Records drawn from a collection

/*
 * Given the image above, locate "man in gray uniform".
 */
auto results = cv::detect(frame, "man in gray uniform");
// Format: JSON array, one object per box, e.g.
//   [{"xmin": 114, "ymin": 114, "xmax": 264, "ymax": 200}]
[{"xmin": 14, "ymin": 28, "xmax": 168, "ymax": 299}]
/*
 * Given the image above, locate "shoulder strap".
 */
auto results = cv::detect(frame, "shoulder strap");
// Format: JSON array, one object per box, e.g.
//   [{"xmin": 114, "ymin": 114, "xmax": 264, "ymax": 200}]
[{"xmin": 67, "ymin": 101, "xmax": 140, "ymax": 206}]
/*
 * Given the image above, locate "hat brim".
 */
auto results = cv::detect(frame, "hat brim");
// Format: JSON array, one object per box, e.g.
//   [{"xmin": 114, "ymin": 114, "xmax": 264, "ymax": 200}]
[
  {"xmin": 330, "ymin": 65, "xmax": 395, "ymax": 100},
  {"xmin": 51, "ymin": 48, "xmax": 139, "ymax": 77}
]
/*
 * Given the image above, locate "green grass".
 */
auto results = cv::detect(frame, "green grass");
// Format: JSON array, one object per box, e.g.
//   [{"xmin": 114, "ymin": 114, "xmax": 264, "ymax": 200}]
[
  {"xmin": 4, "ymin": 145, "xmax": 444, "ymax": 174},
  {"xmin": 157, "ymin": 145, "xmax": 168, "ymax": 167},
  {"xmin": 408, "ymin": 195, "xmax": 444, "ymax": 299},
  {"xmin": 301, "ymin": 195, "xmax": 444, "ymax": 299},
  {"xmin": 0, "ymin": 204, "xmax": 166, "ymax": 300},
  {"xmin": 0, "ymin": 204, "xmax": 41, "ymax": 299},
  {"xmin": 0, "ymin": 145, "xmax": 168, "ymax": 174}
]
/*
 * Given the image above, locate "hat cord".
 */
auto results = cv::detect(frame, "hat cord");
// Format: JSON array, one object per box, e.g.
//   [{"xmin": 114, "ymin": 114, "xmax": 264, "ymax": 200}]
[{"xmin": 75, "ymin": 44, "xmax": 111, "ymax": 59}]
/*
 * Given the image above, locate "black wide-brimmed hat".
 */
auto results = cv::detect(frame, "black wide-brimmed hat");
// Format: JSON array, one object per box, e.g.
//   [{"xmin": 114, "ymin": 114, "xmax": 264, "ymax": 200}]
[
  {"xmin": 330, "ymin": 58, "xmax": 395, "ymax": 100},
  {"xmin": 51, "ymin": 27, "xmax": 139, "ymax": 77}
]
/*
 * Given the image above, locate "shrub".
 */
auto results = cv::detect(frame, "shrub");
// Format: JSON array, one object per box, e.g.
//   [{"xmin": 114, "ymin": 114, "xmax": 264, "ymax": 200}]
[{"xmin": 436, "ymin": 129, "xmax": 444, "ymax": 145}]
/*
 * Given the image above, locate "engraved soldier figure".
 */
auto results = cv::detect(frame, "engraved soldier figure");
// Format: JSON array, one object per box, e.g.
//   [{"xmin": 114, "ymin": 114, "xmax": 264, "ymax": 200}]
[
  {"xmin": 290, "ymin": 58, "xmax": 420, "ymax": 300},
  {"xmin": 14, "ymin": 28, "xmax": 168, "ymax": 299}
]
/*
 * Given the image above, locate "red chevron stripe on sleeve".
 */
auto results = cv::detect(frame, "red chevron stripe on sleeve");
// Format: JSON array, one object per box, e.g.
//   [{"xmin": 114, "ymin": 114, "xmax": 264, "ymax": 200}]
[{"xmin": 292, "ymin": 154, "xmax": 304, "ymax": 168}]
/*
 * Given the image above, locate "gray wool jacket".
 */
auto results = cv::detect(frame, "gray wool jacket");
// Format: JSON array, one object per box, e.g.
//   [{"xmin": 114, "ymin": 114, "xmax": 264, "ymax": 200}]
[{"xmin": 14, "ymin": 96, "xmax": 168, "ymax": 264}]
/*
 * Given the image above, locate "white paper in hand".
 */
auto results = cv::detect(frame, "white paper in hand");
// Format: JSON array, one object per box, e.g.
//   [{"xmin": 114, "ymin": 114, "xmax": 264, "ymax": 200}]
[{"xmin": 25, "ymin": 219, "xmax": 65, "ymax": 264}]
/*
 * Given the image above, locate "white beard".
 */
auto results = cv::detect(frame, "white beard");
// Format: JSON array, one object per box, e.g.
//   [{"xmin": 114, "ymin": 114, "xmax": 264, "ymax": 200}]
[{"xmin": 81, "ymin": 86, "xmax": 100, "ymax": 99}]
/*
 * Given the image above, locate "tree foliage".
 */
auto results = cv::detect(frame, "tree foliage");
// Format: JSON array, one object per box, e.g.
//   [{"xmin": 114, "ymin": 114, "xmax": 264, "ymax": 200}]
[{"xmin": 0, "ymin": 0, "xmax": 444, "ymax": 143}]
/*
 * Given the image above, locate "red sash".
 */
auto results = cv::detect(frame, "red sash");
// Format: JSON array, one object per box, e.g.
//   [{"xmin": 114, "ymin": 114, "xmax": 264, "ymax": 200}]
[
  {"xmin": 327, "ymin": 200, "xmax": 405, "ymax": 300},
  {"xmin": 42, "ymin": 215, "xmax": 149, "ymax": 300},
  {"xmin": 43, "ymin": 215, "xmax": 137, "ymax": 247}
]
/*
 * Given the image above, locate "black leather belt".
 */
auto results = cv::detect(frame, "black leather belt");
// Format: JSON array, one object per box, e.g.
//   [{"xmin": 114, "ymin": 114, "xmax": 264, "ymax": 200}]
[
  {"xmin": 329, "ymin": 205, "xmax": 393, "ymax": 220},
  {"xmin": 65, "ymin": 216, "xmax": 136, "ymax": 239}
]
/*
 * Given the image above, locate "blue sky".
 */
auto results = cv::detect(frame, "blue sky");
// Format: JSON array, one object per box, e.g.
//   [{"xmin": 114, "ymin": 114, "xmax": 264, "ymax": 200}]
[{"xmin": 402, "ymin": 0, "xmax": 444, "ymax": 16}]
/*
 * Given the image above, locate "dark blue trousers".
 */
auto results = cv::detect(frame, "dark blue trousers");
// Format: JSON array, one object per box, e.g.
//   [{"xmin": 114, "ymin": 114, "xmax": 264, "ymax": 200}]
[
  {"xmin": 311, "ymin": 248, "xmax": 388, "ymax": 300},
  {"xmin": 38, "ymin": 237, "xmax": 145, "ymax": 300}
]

**Exercise description**
Count the lines in the records above that contain the string "hand", treating uppercase and lowercase as different, and give only the number.

**The response**
2